The Fat Man. That's how we're first introduced to our villain, Caspar Gutman. Wealthy, cunning, and obsessed with a black bird, Gutman is initially described almost exclusively in terms of his excessive weight:
Spade went in. A fat man came to meet him.
The fat man was flabbily fat with bulbous pink cheeks and lips and chins and neck, with a great soft egg of a belly that was all his torso, and pendant cones for arms and legs. As he advanced to meet Spade all his bulbs rose and shook and fell separately with each step, in the manner of clustered soap-bubbles not yet released from the pipe through which they had been blown. His eyes, made small by fat puffs around them, were dark and sleek. Dark ringlets thinly covered his broad scalp. He wore a black cutaway coat, black vest, black satin. Ascot tie holding a pinkish pearl, striped grey worsted trousers, and patent-leather shoes. (11.39)
Beyond simply giving us a physical image of Gutman that we can visualize in our heads, what else does this description provide us with? What can we infer about Gutman's personality or background from this description of his physical appearance? And why might it be fitting that our villain is a "flabbily fat" man?

==============================

■ **BRIEF**
Answer these questions about the passage on Caspar Gutman:
(a) What is Gutman obsessed with?
(b) What kind of shoes does he wear?
(c) What covers his broad scalp?

==============================

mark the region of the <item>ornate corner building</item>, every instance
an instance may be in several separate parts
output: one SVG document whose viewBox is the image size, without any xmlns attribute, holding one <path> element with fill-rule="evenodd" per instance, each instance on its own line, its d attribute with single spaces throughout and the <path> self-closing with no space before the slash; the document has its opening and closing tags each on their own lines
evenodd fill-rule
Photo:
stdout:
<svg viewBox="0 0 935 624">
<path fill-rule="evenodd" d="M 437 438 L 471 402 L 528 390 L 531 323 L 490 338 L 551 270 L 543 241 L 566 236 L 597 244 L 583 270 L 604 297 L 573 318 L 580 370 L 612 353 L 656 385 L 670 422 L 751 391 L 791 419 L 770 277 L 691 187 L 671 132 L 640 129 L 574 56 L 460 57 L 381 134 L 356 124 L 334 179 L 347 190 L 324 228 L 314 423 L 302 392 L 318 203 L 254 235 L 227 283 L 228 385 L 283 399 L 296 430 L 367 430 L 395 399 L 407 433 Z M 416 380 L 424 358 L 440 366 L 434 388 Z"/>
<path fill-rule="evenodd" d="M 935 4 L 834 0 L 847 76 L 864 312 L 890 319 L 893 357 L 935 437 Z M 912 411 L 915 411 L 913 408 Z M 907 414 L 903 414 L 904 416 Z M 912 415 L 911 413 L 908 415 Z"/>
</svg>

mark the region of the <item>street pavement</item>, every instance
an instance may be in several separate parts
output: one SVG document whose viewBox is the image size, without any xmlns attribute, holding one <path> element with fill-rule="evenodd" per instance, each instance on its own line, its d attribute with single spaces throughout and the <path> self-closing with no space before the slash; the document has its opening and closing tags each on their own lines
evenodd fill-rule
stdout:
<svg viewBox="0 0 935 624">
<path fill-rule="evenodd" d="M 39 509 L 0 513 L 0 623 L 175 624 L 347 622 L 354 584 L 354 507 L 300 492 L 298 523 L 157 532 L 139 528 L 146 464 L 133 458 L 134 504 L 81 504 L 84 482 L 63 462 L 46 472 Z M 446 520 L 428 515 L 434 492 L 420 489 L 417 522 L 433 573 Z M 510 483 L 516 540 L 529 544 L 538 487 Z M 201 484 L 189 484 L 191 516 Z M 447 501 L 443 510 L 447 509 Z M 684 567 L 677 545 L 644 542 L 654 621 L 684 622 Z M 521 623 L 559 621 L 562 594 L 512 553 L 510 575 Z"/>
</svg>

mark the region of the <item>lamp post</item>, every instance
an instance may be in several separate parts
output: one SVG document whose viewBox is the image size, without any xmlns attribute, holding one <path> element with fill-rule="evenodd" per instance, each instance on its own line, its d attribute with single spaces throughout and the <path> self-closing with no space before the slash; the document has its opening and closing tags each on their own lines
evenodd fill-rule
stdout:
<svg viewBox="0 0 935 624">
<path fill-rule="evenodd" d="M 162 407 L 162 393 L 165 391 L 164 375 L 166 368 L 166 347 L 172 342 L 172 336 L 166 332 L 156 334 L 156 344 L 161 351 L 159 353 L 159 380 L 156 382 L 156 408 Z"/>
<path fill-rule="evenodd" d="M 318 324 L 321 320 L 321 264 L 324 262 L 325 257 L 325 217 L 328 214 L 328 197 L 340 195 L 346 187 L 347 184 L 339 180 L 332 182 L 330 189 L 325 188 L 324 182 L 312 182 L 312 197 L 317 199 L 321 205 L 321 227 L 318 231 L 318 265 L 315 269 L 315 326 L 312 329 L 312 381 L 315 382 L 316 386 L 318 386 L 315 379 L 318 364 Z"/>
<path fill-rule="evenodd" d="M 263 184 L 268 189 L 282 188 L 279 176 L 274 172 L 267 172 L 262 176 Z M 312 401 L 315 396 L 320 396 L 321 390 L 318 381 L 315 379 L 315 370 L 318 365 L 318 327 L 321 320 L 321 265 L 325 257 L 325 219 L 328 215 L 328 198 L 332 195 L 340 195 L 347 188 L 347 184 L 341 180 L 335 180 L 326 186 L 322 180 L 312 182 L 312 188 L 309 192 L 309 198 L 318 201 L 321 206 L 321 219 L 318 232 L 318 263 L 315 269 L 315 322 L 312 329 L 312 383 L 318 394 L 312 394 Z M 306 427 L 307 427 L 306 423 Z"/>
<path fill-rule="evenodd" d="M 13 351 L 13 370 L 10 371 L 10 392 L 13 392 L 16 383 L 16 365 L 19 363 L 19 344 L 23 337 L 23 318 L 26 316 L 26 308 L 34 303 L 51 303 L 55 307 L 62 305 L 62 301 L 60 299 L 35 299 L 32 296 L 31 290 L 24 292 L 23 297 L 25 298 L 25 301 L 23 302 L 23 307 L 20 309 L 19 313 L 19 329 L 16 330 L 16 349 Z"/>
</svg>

==============================

■ **TASK SOLUTION**
(a) A black bird.
(b) Patent-leather shoes.
(c) Dark ringlets, thinly.